* [Section du texte]:
----------

Homélie du 16 septembre 2018

Textes :

 Elle est étonnante cette scène que nous rapporte l’évangile de Marc. On la trouve aussi d’ailleurs, plus développée, chez Matthieu (Mt 16, 13-26).

En réponse à la question de Jésus, Pierre vient de faire sa première et très claire profession de foi chrétienne… « Tu es le Christ » ! Dans une telle affirmation  est sous-entendu : « Tu es le Christ et donc… Je suis chrétien », même si le mot de “chrétien” n’existe pas encore et qu’il faudra attendre encore une vingtaine d’années et la première communauté d’Antioche pour que les disciples du Christ reçoivent le nom de chrétiens. (Ac 11,26)

Alors qu’est-ce qui s’est passé pour que Pierre à qui Jésus venait de faire l’éloge « Ce n’est pas la chair et le sang qui t’ont révélé cela, mais mon Père qui est aux cieux. » (Mt 16,17) se voit rabrouer si durement : « Passe derrière, Satan ! Tes pensées ne sont pas celles de Dieu, mais celle des hommes ! »

Eh bien tout simplement le fait que Jésus, profitant de la belle affirmation de foi du chef de ses disciples, a pensé qu’il pouvait leur faire entrevoir le chemin de souffrance qu’il aurait à parcourir pour établir le Règne de Dieu et manifester son amour sans limite et rédempteur…

Aux oreilles des disciples, un tel discours est non seulement intolérable mais carrément inaudible ! : Comment le Messie Sauveur pourrait-il  souffrir alors que c’est de lui au contraire qu’on attend la consolation ?

L’évocation de cette idée rend les disciples sourds… Au point de ne même pas entendre la promesse de résurrection qu’elle contient ! Un peu comme ces grands malades à qui le médecin explique leur situation et qui ne sont pas prêts à l’entendre…

Vivre oui ! Mais mourir pour entrer dans la vie, ça non !

C’est difficile d’accepter il est vrai, quand on est dans le camp des gagnants ou qu’on pense l’être, qu’il va falloir encore passer par la souffrance et la mort ! C’est même intolérable, insoutenable !

Et pourtant, 700 ans avant le Christ, déjà, le prophète Isaïe avait écrit ces magnifiques “chants du serviteur souffrant” dont nous avons lu un extrait en guise de première lecture : « Je ne me suis pas révolté, je ne me suis pas dérobé. J’ai présenté mon dos à ceux qui me frappaient, et mes joues à ceux qui m’arrachaient la barbe…/… je sais que je ne serai pas confondu. Il est proche, Celui qui me justifie.»

Le psaume que nous avons médité évoque, quant à lui, l’angoisse de l’homme confronté à la souffrance « J’étais pris dans les filets de la mort, retenu dans les liens de l’abîme, j’éprouvais la tristesse et l’angoisse ; j’ai invoqué le nom du Seigneur : “Seigneur, je t’en prie, délivre-moi !”»

----------

* [Données à traiter]:
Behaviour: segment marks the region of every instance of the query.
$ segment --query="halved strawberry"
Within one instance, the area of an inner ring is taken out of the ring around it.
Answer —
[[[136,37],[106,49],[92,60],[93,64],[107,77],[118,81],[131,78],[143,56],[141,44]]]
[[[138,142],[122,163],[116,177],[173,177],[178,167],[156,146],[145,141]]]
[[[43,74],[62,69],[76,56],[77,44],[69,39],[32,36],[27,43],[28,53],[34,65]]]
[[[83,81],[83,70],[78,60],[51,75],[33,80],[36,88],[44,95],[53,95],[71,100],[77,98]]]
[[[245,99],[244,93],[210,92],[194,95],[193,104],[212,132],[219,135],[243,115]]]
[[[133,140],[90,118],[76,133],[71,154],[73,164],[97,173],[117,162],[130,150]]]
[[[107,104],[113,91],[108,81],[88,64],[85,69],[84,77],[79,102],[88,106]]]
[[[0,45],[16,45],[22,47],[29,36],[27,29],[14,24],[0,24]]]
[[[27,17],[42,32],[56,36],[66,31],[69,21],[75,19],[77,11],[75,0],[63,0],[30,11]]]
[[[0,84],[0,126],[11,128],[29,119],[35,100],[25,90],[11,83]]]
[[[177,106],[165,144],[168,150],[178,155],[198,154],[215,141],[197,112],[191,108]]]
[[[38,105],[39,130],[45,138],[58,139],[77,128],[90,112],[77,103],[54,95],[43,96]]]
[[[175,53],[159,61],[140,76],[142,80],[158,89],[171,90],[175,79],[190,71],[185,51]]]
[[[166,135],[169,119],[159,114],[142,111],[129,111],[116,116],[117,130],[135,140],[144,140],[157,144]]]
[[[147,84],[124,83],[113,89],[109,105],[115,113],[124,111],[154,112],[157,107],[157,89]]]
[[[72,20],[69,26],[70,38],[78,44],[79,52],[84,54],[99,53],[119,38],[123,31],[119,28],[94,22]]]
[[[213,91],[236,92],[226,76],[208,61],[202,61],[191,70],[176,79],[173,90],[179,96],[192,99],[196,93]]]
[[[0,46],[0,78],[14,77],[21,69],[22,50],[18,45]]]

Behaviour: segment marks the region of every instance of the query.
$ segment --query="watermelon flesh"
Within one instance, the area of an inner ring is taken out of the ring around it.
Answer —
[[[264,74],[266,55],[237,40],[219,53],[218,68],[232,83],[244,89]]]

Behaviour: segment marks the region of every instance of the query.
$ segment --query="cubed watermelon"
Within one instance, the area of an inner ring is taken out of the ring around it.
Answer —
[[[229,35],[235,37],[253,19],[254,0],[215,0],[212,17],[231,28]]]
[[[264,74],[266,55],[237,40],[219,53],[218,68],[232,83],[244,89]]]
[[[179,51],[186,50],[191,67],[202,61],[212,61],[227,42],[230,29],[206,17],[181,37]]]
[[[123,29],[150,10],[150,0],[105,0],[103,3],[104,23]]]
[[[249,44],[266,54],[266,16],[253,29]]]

----------

* [Série de tâches]:
a: Indiquez si chacune de ces affirmations est conforme à l'homélie, en répondant par oui ou non et en citant les mots de l'homélie qui le montrent : (i) la scène racontée par Marc se trouve aussi chez Matthieu ; (ii) le prophète Isaïe a écrit 700 ans après le Christ ; (iii) le mot « chrétien » existait déjà au moment de la profession de foi de Pierre.
b: Sélectionnez chaque ligne des enregistrements qui contient la chaîne « watermelon ».
Les enregistrements n'ont aucun rapport avec le texte.

* [Réponses aux tâches]:
a:
(i) Oui : « On la trouve aussi d’ailleurs, plus développée, chez Matthieu »
(ii) Non : « 700 ans avant le Christ, déjà, le prophète Isaïe avait écrit »
(iii) Non : « même si le mot de “chrétien” n’existe pas encore »

b:
$ segment --query="watermelon flesh"
$ segment --query="cubed watermelon"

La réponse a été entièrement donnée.